[Records in a dataset]

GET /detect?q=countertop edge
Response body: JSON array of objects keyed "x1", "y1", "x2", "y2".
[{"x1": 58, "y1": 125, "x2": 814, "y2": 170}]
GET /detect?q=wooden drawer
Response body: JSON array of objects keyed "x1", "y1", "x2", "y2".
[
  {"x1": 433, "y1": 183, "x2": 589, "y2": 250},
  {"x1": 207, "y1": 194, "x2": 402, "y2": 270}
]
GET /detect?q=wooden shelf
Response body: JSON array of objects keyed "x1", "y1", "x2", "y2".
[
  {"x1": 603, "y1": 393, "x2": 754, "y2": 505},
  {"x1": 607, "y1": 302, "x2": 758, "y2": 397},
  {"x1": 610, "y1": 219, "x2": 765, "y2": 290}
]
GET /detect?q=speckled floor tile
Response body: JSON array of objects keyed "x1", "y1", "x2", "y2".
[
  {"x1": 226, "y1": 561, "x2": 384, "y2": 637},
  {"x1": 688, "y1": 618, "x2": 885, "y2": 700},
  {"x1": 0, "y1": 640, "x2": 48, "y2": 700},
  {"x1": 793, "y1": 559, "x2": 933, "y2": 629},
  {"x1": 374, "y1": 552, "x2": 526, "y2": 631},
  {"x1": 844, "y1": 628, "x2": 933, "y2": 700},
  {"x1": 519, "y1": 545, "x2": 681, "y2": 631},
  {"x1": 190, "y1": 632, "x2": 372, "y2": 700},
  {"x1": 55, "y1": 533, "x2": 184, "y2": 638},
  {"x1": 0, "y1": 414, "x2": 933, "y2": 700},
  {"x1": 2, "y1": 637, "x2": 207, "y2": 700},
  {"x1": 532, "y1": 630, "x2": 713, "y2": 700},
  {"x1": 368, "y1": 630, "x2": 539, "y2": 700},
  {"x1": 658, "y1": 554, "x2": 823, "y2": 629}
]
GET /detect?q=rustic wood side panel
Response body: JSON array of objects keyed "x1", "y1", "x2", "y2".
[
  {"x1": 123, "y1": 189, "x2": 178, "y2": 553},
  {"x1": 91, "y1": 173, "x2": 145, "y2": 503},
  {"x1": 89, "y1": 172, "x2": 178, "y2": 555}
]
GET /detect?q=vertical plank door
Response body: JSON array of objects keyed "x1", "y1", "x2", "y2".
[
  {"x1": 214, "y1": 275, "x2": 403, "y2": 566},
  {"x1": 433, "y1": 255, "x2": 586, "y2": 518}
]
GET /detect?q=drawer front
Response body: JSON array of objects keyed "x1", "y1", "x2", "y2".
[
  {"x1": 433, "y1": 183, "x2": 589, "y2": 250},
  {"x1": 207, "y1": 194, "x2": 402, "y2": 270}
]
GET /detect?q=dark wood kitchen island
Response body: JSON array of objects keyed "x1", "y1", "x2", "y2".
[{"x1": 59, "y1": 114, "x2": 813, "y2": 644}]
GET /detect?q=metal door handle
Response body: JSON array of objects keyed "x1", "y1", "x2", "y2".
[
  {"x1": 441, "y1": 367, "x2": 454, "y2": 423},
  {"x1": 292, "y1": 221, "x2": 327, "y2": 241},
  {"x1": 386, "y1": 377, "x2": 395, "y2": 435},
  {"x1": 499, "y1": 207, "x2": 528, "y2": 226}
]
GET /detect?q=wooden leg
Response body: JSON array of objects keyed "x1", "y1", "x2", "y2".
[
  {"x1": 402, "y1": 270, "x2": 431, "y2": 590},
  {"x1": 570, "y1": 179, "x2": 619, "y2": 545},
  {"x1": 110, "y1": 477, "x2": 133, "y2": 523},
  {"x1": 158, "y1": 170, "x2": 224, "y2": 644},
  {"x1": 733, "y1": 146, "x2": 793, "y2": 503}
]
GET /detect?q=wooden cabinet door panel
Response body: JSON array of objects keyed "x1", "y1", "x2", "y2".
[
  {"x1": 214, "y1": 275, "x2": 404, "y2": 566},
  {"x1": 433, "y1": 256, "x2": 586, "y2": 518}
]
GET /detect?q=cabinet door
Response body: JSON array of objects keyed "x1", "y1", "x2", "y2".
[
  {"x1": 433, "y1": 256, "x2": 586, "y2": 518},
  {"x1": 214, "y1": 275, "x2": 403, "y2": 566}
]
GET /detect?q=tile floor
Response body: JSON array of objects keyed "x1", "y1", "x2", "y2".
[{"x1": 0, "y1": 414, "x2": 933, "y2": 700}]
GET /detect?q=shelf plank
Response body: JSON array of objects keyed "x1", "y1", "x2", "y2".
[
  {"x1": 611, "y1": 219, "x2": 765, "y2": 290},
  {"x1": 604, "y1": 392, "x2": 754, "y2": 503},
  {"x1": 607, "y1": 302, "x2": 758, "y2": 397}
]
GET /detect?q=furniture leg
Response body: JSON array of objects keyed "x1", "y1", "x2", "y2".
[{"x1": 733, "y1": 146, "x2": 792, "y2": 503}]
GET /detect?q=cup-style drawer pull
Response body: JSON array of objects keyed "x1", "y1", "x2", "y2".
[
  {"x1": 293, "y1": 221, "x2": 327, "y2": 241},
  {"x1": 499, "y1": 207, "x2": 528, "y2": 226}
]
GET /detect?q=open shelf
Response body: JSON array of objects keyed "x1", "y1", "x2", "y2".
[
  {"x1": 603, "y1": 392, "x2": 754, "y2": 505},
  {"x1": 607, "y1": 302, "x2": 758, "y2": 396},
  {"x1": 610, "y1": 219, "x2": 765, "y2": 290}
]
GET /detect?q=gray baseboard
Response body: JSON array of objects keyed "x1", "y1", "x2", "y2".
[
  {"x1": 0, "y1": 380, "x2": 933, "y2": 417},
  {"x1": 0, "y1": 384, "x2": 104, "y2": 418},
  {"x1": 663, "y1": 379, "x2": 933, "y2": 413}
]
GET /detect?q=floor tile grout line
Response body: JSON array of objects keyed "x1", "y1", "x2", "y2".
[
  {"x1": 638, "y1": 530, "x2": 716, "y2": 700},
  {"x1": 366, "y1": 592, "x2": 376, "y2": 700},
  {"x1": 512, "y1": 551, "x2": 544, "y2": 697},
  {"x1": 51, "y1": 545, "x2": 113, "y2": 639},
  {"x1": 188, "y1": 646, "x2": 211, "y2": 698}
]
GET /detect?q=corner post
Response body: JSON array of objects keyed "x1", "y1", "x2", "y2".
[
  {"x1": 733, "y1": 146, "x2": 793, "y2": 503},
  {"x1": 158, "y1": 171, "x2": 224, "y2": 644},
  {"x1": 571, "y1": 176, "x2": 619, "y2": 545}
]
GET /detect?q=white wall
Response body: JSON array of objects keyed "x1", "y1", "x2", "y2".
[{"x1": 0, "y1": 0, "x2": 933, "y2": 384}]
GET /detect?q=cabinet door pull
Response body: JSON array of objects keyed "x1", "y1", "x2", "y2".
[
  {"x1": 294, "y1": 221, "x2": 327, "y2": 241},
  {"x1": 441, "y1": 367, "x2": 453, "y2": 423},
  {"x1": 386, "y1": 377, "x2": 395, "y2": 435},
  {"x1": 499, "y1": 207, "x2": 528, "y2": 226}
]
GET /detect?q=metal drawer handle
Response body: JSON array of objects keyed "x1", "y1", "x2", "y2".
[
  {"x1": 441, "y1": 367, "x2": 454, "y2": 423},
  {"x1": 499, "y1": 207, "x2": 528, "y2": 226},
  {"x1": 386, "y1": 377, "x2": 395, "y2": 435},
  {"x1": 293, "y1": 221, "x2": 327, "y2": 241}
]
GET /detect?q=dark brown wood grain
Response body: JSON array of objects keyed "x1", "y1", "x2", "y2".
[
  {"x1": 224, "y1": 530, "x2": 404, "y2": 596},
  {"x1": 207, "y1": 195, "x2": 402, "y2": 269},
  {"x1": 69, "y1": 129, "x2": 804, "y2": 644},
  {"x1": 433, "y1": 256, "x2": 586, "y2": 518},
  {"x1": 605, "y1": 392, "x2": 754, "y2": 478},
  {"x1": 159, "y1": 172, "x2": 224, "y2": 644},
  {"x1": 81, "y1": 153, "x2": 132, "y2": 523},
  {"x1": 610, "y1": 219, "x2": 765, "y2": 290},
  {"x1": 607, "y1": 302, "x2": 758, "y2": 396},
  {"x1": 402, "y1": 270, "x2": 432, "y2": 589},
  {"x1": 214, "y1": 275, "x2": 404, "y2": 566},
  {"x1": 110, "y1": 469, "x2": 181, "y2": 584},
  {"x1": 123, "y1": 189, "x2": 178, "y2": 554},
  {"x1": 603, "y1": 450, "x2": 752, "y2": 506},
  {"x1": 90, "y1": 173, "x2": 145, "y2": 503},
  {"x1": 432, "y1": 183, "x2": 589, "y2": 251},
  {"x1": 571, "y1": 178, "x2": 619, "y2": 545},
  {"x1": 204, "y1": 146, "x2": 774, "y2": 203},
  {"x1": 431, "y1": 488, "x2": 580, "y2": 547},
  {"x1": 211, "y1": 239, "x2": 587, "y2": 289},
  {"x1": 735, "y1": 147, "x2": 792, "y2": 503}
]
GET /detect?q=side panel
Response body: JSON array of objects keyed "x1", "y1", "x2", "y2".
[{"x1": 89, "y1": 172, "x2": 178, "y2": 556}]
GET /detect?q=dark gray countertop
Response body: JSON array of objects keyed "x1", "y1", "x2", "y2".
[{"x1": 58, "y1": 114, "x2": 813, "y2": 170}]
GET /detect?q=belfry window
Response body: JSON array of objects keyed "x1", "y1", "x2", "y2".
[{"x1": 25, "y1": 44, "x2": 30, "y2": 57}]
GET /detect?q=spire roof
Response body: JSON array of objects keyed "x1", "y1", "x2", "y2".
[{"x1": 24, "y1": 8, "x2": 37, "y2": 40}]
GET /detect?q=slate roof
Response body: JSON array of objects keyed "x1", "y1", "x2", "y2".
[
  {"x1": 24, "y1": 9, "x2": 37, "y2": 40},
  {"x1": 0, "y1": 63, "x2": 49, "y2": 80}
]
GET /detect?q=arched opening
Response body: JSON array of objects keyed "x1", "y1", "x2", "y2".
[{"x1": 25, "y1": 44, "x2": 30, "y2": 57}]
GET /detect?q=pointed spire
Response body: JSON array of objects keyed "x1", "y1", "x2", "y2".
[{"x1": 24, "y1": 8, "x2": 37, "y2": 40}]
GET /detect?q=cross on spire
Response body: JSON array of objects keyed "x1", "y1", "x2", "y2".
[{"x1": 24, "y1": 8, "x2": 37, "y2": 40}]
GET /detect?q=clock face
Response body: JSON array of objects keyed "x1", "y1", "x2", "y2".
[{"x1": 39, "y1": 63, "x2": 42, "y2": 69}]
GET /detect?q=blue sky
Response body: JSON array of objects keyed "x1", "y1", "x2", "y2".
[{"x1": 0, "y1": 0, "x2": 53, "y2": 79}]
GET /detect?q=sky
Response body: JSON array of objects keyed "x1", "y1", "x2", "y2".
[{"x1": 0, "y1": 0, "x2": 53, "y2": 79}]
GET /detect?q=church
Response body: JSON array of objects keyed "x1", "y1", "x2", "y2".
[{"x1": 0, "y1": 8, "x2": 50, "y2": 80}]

To be done:
Transcribe the data from the line containing "GET /detect?q=blue sky" through the end of the data, including both of those lines.

Result:
GET /detect?q=blue sky
Response body: JSON array of objects keyed "x1", "y1", "x2", "y2".
[{"x1": 0, "y1": 0, "x2": 53, "y2": 79}]
GET /detect?q=sky
Response body: JSON array of objects keyed "x1", "y1", "x2", "y2".
[{"x1": 0, "y1": 0, "x2": 53, "y2": 79}]
GET /detect?q=church
Response body: JSON array of objects keyed "x1", "y1", "x2", "y2".
[{"x1": 0, "y1": 8, "x2": 50, "y2": 80}]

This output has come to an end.